> Task directions
Answer these from the TB survey passage below:
(a) For how many patients was HIV status information available?
(b) What was the overall proportion of MDR-TB among newly diagnosed TB cases?
(c) How many cases of XDR-TB were observed?

Of the 1,127 patients with final results, the vast majority were new cases of TB, as only 25 previously treated cases could be included in the survey (2.2% of the total, consistent with national notification data). As expected, males were more frequent than females (61.8%). The mean±sd age of the study population was 35±13 yrs. Information on HIV status was available for 937 patients (83.1% of those with final DST results), and 36.9% of them (346 out of 937 cases) had HIV co-infection.
Overall proportions of MDR-TB were 3.5% (38 out of 1,102, 95% CI 2.2– 4.8%) among newly diagnosed TB cases and 11.2% (three out of 25, 95% CI 0.0–25.2%) among those previously treated for TB. Levels of resistance to isoniazid (H), rifampicin (R), ethambutol (E) and streptomycin (S), as well as frequencies of any resistance, monoresistance and resistance to other patterns are shown by treatment history in table 1. All 41 MDR-TB strains were tested for second-line drug resistance and no cases of extensively drug-resistant (XDR)-TB (defined as MDR-TB plus resistance to a fluoroquinolone and at least one second-line injectable agent (amikacin, kanamycin and/or capreomycin)) were observed.

> Available data

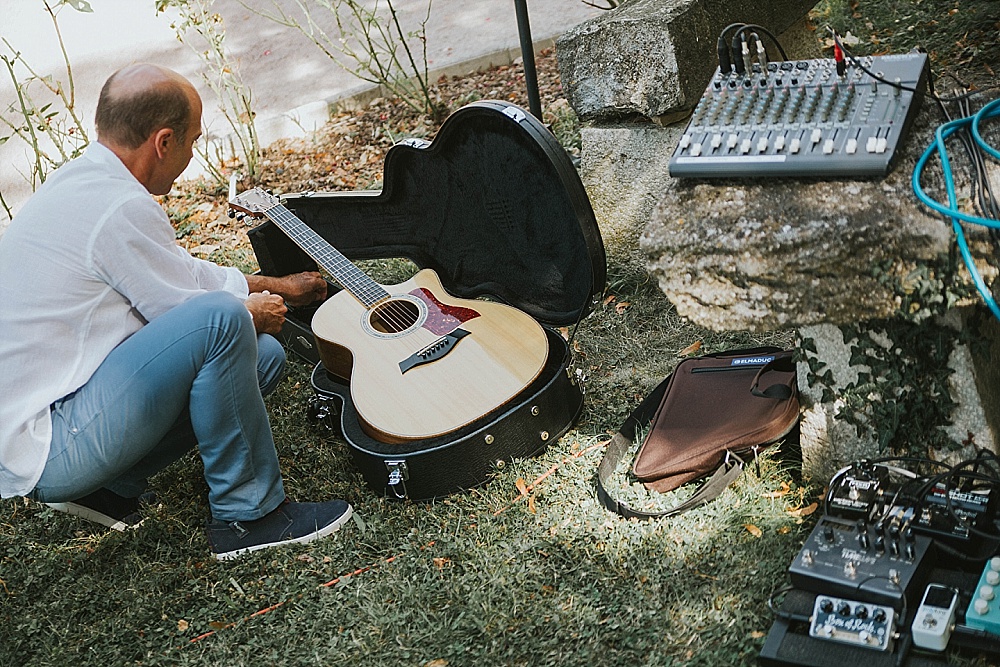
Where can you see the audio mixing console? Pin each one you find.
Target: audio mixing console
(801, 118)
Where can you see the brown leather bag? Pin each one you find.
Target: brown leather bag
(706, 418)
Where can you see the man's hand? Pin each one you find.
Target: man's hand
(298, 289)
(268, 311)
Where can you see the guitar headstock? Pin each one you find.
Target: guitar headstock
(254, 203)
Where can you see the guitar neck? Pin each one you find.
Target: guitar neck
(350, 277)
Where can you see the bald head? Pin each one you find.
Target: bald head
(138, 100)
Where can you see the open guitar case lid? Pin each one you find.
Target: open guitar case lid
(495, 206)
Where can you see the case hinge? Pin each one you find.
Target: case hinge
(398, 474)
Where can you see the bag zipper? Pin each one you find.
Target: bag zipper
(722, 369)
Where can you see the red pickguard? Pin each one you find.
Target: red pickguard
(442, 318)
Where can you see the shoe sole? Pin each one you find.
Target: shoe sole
* * *
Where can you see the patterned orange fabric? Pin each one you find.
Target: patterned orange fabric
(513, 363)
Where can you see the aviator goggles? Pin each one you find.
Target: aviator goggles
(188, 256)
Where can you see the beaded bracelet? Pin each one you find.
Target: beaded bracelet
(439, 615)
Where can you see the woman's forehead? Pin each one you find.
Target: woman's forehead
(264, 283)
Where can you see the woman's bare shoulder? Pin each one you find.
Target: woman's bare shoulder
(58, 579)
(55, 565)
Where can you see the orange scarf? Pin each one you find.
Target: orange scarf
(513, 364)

> Exercise solution
(a) 937 patients
(b) 3.5% (38 out of 1,102)
(c) None